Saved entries
'''
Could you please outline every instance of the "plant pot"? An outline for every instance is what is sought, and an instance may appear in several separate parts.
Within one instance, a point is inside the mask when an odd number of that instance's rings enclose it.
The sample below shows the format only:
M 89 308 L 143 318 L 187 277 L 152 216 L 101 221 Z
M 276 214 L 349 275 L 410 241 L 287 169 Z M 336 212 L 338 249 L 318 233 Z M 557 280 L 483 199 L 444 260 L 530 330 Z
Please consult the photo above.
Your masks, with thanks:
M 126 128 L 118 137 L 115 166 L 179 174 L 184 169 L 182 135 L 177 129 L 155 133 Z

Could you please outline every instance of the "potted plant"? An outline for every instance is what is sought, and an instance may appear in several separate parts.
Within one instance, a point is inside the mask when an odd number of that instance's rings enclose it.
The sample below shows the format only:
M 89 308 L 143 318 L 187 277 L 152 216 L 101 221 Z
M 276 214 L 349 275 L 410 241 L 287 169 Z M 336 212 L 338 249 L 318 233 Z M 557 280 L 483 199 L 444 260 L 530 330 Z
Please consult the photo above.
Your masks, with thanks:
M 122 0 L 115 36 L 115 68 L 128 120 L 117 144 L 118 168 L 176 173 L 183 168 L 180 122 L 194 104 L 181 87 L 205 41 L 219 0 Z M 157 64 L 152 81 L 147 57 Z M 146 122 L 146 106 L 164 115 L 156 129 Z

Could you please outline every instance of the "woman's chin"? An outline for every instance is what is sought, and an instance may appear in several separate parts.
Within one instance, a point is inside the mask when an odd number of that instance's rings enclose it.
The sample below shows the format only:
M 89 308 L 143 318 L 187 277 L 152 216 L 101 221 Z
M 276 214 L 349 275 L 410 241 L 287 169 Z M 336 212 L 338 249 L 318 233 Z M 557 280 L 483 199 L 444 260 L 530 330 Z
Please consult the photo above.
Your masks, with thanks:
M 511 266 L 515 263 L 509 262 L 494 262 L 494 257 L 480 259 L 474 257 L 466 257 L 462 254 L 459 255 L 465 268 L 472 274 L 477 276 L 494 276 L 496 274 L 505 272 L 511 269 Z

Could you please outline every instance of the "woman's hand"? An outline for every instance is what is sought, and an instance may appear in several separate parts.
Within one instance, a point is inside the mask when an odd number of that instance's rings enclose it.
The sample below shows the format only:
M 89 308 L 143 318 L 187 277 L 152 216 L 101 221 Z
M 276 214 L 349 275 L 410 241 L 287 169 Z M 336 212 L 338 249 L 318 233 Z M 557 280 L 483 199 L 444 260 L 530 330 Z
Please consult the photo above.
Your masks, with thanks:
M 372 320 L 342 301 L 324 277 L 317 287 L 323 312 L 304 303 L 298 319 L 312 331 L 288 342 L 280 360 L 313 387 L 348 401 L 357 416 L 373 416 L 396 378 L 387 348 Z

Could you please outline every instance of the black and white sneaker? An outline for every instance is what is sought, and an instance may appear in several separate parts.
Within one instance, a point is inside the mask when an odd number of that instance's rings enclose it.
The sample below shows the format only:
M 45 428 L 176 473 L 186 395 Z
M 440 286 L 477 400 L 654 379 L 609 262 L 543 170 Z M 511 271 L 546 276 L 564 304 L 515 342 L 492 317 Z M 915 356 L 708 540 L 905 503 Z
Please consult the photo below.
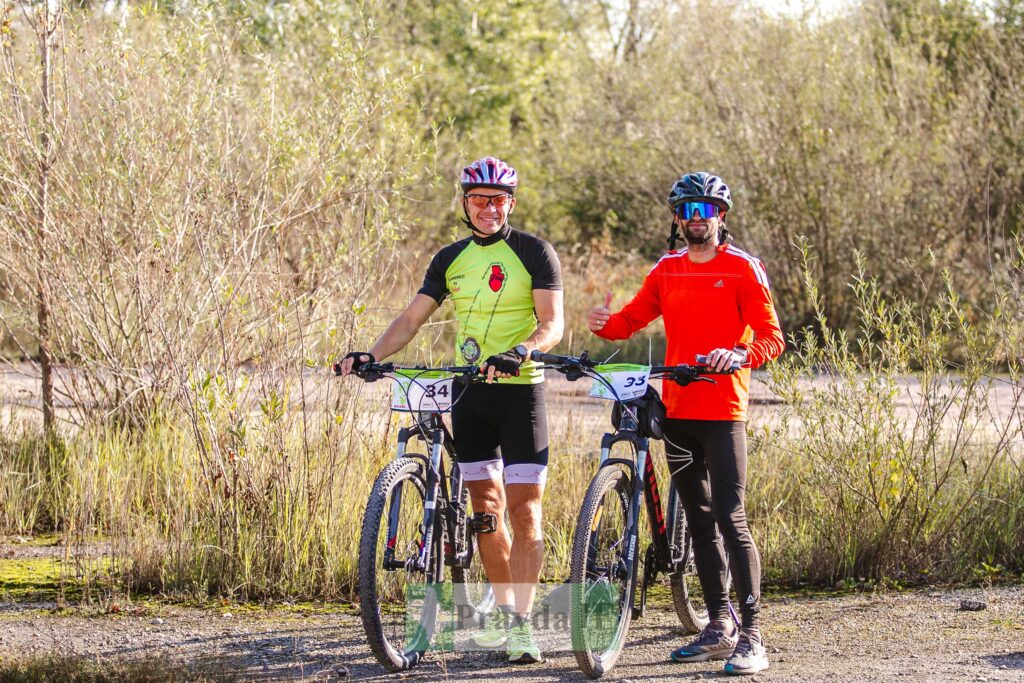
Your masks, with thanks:
M 736 649 L 725 663 L 725 673 L 749 676 L 767 668 L 768 653 L 764 649 L 760 631 L 741 628 Z

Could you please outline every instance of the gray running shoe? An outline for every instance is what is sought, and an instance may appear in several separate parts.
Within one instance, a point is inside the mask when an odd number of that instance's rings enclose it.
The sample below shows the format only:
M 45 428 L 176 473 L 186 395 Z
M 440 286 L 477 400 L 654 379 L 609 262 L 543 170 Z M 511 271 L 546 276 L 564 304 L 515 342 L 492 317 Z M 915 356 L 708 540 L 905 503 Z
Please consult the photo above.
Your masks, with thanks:
M 696 638 L 672 651 L 673 662 L 706 662 L 709 659 L 725 659 L 736 647 L 736 629 L 732 634 L 725 632 L 725 622 L 714 619 L 708 622 Z
M 768 653 L 764 649 L 761 633 L 751 629 L 740 629 L 736 651 L 725 663 L 725 673 L 737 676 L 749 676 L 768 668 Z

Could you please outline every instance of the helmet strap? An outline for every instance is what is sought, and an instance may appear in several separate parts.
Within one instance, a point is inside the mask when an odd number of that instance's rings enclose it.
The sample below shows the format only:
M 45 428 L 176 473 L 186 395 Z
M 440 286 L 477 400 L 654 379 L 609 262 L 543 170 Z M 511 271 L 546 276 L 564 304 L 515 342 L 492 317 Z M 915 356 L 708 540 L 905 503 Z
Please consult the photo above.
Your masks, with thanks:
M 676 242 L 679 241 L 679 224 L 672 219 L 672 231 L 668 235 L 668 249 L 669 251 L 676 250 Z
M 477 230 L 476 226 L 473 225 L 473 221 L 469 220 L 469 214 L 466 214 L 465 218 L 460 218 L 459 220 L 461 220 L 466 225 L 466 227 L 469 228 L 470 232 L 472 232 L 474 235 L 476 235 L 480 239 L 486 239 L 486 238 L 491 236 L 491 235 L 487 235 L 487 234 L 482 233 L 479 230 Z M 505 220 L 504 223 L 501 224 L 501 227 L 498 228 L 498 232 L 501 232 L 502 230 L 504 230 L 506 225 L 508 225 L 508 220 L 507 219 Z M 497 234 L 497 233 L 494 233 L 494 234 Z

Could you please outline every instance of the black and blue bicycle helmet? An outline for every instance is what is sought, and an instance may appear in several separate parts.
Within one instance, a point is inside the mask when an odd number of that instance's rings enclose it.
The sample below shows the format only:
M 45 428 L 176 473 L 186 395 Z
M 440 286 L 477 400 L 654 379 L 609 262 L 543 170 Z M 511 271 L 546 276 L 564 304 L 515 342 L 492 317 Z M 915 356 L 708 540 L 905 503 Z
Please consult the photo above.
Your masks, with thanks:
M 732 209 L 732 194 L 725 181 L 716 175 L 698 171 L 687 173 L 676 181 L 668 193 L 668 205 L 675 211 L 683 202 L 713 202 L 722 209 Z

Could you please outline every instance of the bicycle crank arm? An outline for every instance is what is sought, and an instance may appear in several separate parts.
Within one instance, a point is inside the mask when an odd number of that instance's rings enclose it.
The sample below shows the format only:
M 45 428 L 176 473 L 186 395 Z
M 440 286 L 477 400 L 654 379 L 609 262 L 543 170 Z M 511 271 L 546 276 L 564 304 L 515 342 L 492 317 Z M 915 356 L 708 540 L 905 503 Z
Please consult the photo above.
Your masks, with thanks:
M 647 546 L 644 553 L 644 576 L 640 580 L 640 605 L 633 606 L 633 618 L 639 619 L 647 611 L 647 589 L 654 585 L 658 579 L 658 558 L 654 551 L 654 544 Z

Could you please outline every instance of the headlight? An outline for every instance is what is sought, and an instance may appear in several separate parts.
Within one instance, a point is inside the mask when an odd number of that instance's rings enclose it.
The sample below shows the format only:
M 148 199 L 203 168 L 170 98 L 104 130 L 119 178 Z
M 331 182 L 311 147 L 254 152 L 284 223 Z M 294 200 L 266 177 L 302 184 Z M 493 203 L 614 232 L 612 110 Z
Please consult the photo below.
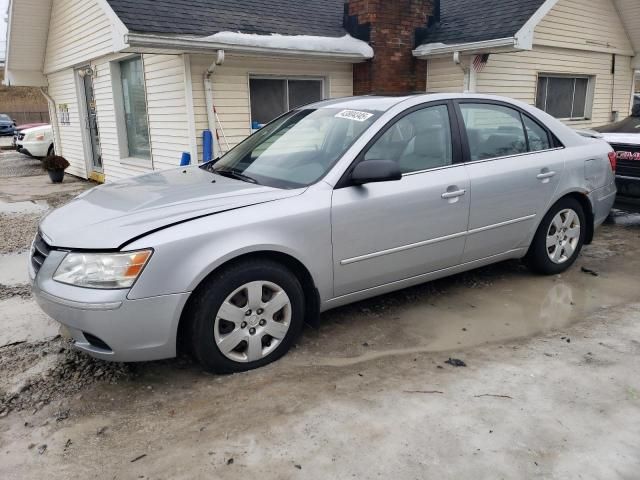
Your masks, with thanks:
'''
To do:
Among the lines above, please count those that contain the string "helmet" and write the number by itself.

Task result:
2